■ Exercise text
::::

- Born: Brian Allen Larkins August 12, 1946 Belleville, Kansas, U.S.
- Died: January 19, 2025 (aged 78) Tucson, Arizona, U.S.
- Education: University of Nebraska–Lincoln
- Occupation: Molecular biologist

= Brian A. Larkins =

American molecular biologist

Brian Allen Larkins (August 12, 1946 – January 19, 2025) was an American plant molecular biologist recognized for contributions to maize endosperm development and seed protein biology.

== Life and career ==
Larkins was born in Belleville, Kansas, the son of Jean and Ethel Larkins. He attended York High School, graduating in 1964. After graduating, he attended the University of Nebraska–Lincoln, earning his BS degree in 1969 and his PhD degree in botany in 1974. As a graduate student, he developed methods for isolating intact plant polysomes, a technical advance that enabled early studies of plant messenger RNAs. After earning his degrees, he worked as a postdoctoral fellow in the plant pathology department at Purdue University where he began work on maize seed storage protein synthesis.

::::

■ Information shown
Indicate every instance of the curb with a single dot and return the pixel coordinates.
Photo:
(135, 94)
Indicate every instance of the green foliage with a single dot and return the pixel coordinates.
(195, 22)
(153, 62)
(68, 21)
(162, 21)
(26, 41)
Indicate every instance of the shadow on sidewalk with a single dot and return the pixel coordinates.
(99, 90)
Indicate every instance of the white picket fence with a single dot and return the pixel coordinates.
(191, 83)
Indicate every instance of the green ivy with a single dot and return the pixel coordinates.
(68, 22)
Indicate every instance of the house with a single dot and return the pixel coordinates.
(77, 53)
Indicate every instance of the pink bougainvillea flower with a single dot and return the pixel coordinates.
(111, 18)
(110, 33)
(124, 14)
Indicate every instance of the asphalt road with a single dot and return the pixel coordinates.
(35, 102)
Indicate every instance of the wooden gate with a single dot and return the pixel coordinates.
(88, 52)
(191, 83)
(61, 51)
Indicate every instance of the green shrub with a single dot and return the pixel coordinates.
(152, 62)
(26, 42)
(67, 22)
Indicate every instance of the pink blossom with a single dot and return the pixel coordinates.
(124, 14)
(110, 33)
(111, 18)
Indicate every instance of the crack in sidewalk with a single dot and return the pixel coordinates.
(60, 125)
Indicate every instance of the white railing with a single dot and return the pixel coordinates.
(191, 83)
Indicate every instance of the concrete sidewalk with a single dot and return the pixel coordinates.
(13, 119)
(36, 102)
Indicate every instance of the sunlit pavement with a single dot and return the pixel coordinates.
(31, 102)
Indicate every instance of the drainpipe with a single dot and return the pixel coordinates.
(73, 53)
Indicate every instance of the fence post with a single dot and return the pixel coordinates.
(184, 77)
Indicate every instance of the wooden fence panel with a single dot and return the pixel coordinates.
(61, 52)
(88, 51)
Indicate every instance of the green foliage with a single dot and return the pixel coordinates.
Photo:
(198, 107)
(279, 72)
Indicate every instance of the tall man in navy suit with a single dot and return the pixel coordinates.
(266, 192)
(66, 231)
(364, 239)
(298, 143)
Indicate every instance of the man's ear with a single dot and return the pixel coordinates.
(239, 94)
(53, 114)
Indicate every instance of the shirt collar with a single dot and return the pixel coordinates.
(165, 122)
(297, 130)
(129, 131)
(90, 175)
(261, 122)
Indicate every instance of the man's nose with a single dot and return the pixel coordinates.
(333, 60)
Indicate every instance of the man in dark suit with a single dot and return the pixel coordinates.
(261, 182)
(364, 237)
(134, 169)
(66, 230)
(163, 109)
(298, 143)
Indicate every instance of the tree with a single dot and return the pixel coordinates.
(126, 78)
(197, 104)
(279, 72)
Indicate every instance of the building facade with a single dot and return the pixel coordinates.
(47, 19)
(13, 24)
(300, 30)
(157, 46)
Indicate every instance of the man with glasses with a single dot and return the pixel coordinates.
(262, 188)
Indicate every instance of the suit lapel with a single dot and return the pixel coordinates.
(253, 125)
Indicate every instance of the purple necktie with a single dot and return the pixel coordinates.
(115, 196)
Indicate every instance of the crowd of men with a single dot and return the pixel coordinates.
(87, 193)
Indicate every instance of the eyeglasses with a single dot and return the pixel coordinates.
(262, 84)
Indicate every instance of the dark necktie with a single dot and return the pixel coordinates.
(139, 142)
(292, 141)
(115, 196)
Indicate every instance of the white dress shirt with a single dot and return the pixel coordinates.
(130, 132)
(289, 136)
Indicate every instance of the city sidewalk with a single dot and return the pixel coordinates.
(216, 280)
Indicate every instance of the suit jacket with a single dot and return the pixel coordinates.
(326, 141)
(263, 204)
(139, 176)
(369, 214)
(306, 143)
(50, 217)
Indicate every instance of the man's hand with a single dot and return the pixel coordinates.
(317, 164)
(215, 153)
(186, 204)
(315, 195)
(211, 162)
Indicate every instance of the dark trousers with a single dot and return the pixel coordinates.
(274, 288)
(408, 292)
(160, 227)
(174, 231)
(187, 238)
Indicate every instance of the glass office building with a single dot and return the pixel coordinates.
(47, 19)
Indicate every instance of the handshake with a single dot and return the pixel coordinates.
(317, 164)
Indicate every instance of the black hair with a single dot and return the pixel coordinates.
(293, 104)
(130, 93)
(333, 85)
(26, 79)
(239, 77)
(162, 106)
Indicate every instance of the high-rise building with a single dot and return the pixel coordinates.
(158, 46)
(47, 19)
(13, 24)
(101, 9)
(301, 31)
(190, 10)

::::

■ Work order 1
Render this sentence from the biography of Brian A. Larkins into Spanish: "Larkins was born in Belleville, Kansas, the son of Jean and Ethel Larkins."
■ Work order 2
Carry the biography of Brian A. Larkins forward, starting after its final sentence.

■ Answer 1
Larkins nació en Belleville, Kansas, hijo de Jean y Ethel Larkins.

■ Answer 2
Larkins served as a professor in the department of biochemical genetics at Purdue University from 1976 to 1988. His research established foundational models for the synthesis, structure, and cellular organization of maize storage proteins, particularly zeins, and elucidated molecular mechanisms underlying endosperm development and kernel quality. During his years as a professor, in 1986, he was named the Frederick L. Hovde distinguished professor, and was elected as a member of the National Academy of Sciences in 1996.

Beyond his research, Larkins was widely recognized for leadership and service to the plant biology community. For example, he served as Editor-in-Chief of The Plant Cell and as President of the International Society for Plant Molecular Biology, and later led major fundraising initiatives for the American Society of Plant Biologists, including the creation of the ASPB Legacy Society, which supports early-career scientists and long-term society programs.

== Death ==
Larkins died on January 19, 2025, at his home in Tucson, Arizona, at the age of 78.